Records contained in a dataset:
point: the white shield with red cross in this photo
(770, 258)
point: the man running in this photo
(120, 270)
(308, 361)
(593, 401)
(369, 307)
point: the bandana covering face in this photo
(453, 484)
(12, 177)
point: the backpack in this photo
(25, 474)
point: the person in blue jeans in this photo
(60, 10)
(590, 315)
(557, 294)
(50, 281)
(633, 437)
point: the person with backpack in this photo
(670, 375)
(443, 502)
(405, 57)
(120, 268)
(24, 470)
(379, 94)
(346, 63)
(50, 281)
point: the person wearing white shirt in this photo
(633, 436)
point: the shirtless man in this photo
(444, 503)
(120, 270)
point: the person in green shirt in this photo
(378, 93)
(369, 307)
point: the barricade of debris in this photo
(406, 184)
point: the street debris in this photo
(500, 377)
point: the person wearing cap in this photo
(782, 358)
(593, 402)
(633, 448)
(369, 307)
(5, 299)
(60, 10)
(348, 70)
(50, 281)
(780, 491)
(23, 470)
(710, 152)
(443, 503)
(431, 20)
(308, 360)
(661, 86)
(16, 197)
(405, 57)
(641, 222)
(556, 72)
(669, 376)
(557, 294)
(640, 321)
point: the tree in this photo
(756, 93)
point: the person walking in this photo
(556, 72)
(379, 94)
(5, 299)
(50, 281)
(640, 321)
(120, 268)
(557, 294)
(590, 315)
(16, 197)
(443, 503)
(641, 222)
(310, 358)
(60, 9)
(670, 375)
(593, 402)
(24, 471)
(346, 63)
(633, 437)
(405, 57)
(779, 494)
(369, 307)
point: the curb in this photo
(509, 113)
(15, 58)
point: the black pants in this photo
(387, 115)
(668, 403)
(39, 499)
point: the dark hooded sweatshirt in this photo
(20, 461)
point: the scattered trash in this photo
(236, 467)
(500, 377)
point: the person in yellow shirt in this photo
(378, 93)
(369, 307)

#### TASK TO CARRY OUT
What you return must match the records exactly, line for line.

#### EXERCISE RESPONSE
point: the white shield with red cross in this photo
(770, 258)
point: the man running in this photo
(120, 270)
(308, 361)
(593, 401)
(369, 307)
point: the bandana covering face in this photo
(453, 484)
(12, 177)
point: the backpack in this photo
(25, 474)
point: the person in blue jeans in this photo
(60, 10)
(590, 315)
(557, 294)
(50, 281)
(633, 437)
point: the person with backpack in this photo
(670, 375)
(443, 502)
(405, 57)
(120, 268)
(24, 470)
(379, 94)
(346, 63)
(50, 281)
point: the person wearing white shirt in this photo
(633, 436)
point: the shirtless man in this photo
(444, 503)
(120, 270)
point: the person in green shirt in this photo
(378, 93)
(369, 307)
point: the barricade of debris in this photo
(406, 184)
point: the street debris in this photo
(500, 377)
point: the person wearing cap in this photo
(782, 358)
(593, 402)
(633, 448)
(369, 307)
(5, 299)
(60, 10)
(348, 70)
(50, 281)
(780, 491)
(23, 470)
(710, 152)
(443, 503)
(431, 20)
(308, 360)
(661, 86)
(16, 197)
(405, 57)
(641, 222)
(556, 72)
(669, 376)
(557, 294)
(640, 321)
point: the tree in this photo
(756, 93)
point: the person walking in this photo
(556, 72)
(379, 94)
(5, 299)
(50, 281)
(640, 321)
(120, 268)
(557, 294)
(590, 315)
(16, 197)
(443, 503)
(641, 222)
(310, 358)
(60, 9)
(670, 375)
(593, 402)
(24, 471)
(346, 63)
(633, 437)
(405, 57)
(779, 494)
(369, 307)
point: the curb in this photo
(509, 113)
(15, 58)
point: the black pants in this photo
(387, 115)
(668, 403)
(39, 499)
point: the dark hooded sweatshirt in this photo
(20, 461)
point: the scattered trash in this photo
(236, 467)
(500, 377)
point: the person in yellow shirt in this photo
(378, 93)
(369, 307)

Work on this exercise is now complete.